[EXCERPT TO READ — start]

In the afternoon, the students moved on to create some positive change in reaction to their morning at the dump by picking up a densely-littered public area. The students of Semester 44 ended the day creating art with materials from their afternoon cleanup. The photos here document some of the pieces created by our talented students. We have also shared and some of the thoughtful statements from the artist in which they reflect upon confronting the mountains of garbage we leave for future generations.
Robbie deBurlo, Math Teacher, Medical Coordinator, Wilderness Leader
MAR. 24, 2017
Environment is one of the four Cornerstones here at The Outdoor Academy. It is a main focus of our students’ education during each semester. We discuss the status of the environment in our Environmental Seminar, we explore our local environment on outdoor trips, and we become intimate with different aspects of the environment during discussions and readings in science and English. As a whole, the environment is pretty important to us at The Outdoor Academy.
This love and importance goes beyond the school and into the entire Eagles Nest Foundation. With our centennial firmly on our heels (2027) the foundation has taken huge strides to honor our environment. Just recently 76% of our land went into a conservation easement in order to ensure the longevity of the magic of these woods. Other measures that are in place are our strategic initiatives. This is where our OA students are working.

[EXCERPT TO READ — finish]

_EXERCISE SET_
1 – From the Outdoor Academy passage above, copy the part that begins at "This love and" and stops after "students are working.".
2 – Write what comes next in the Outdoor Academy passage, starting after its final sentence.

[PROVIDED RECORDS — start]

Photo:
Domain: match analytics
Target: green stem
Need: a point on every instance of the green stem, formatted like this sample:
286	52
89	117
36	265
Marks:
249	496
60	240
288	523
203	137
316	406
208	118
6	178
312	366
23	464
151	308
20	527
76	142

[PROVIDED RECORDS — finish]
[PROVIDED RECORDS — start]

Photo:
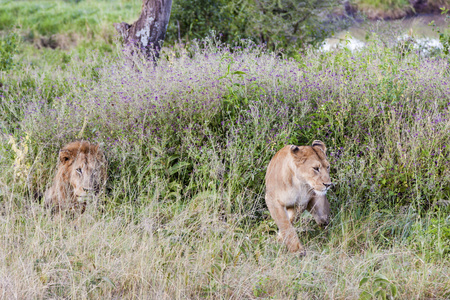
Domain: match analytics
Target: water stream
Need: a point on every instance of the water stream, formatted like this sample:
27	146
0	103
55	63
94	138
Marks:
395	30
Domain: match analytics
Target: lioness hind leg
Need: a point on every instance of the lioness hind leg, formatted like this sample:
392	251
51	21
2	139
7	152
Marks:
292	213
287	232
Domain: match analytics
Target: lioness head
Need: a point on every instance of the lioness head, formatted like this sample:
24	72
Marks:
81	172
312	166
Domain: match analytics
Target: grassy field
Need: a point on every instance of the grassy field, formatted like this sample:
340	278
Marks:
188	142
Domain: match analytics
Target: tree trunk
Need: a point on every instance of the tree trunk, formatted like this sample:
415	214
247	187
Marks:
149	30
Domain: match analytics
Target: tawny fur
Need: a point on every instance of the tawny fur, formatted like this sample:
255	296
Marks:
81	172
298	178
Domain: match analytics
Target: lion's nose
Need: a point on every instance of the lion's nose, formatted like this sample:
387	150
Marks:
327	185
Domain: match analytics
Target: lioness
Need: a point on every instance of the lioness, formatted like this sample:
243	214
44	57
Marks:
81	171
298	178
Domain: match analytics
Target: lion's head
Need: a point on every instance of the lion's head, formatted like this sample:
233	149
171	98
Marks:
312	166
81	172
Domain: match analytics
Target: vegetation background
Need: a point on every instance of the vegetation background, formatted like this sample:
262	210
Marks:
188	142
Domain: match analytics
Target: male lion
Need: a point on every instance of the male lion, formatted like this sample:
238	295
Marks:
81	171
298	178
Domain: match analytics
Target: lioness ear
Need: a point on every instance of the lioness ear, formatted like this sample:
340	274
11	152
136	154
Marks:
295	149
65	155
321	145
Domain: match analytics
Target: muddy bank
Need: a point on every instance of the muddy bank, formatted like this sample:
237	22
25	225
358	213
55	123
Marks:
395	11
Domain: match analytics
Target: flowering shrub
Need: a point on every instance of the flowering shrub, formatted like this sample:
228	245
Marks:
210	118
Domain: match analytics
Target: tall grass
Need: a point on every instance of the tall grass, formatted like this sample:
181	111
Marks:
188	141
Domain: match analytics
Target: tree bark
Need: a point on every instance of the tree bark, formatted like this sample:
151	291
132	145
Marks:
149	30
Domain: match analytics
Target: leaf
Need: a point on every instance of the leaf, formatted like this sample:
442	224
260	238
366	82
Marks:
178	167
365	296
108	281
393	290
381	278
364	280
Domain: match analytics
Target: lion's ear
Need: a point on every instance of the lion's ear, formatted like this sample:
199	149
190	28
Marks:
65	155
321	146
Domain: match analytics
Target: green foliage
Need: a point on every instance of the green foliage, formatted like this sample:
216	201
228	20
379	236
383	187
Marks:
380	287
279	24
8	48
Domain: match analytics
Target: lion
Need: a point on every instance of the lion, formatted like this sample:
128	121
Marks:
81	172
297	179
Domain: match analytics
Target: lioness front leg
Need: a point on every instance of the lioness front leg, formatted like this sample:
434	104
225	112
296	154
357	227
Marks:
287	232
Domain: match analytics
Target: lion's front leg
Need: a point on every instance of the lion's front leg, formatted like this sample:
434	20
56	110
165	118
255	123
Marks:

[PROVIDED RECORDS — finish]
[PROVIDED RECORDS — start]

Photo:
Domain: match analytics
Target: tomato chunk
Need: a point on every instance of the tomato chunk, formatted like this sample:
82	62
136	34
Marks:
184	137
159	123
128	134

[PROVIDED RECORDS — finish]

_ANSWERS FOR EACH ITEM_
1 –
This love and importance goes beyond the school and into the entire Eagles Nest Foundation. With our centennial firmly on our heels (2027) the foundation has taken huge strides to honor our environment. Just recently 76% of our land went into a conservation easement in order to ensure the longevity of the magic of these woods. Other measures that are in place are our strategic initiatives. This is where our OA students are working.

2 –
ENF has identified three main strategic initiatives. Our math and Environmental Seminar students have been asked, as an honors project, to research and propose ideas to fulfill the second strategic initiative, Define and implement our commitment toward 21st century environmental ethics and practices. Students are working in pairs to create presentations about LED lighting, solar power, rain gardens, more efficient machinery on campus, and other sustainable ideas such as adjusting our food sources to lessen our carbon footprint. They have been discussing various methods and case studies in Environmental Seminar and calculating the actual cost of a new, sustainable system in comparison to our current model in math. At the end of the semester the students will present their ideas to each other, undergo a question and answer period from faculty and students, and ultimately vote on the best ideas to move forward to our Executive Director and Head of School.
This is an incredible opportunity for students to connect the theories and ideas to their lives. Past presentations have impacted the faculty and staff enough that students have been looked at as local experts long after their assignment has been given a grade; often being asked questions at lunch or between classes. Students at The Outdoor Academy look to make the world a better place in an intelligent and sustainable manner. Ask your nearest student about their ideas, they are pretty good!
Racheal Duffy, Math Teacher and Wilderness Leader
MAR. 17, 2017
Spring break at The Outdoor Academy is always a blessing and a curse. It is nice to relax, catch up on sleep, and all of the other little things that you put off; but it is also hard to be away from our amazing community. I asked one of our students, Leah, to share some of her thoughts about spring break:
“Transitioning back into OA after spring break can be difficult for some and easy for others. From my perspective, coming back was one of the easiest things I’ve done. I was excited to see all of my friends and the faculty! We are such a close knit community that it was impossible not to miss everyone while I was away. Some things I look forward to in these last two months are mastering new skills I am learning, like stain glass, and creating deeper relationships with everyone. I learned how to live in a community and work with my peers. I have developed more confidence because of how accepting everyone is. That is what made the transitions easy for me. As for our semester, we all accept and love each other. We sometimes fight like siblings, but we can never really stay mad at each other. We have all grown in our own ways and as a group. This is home for four months because that’s what we make it, home.”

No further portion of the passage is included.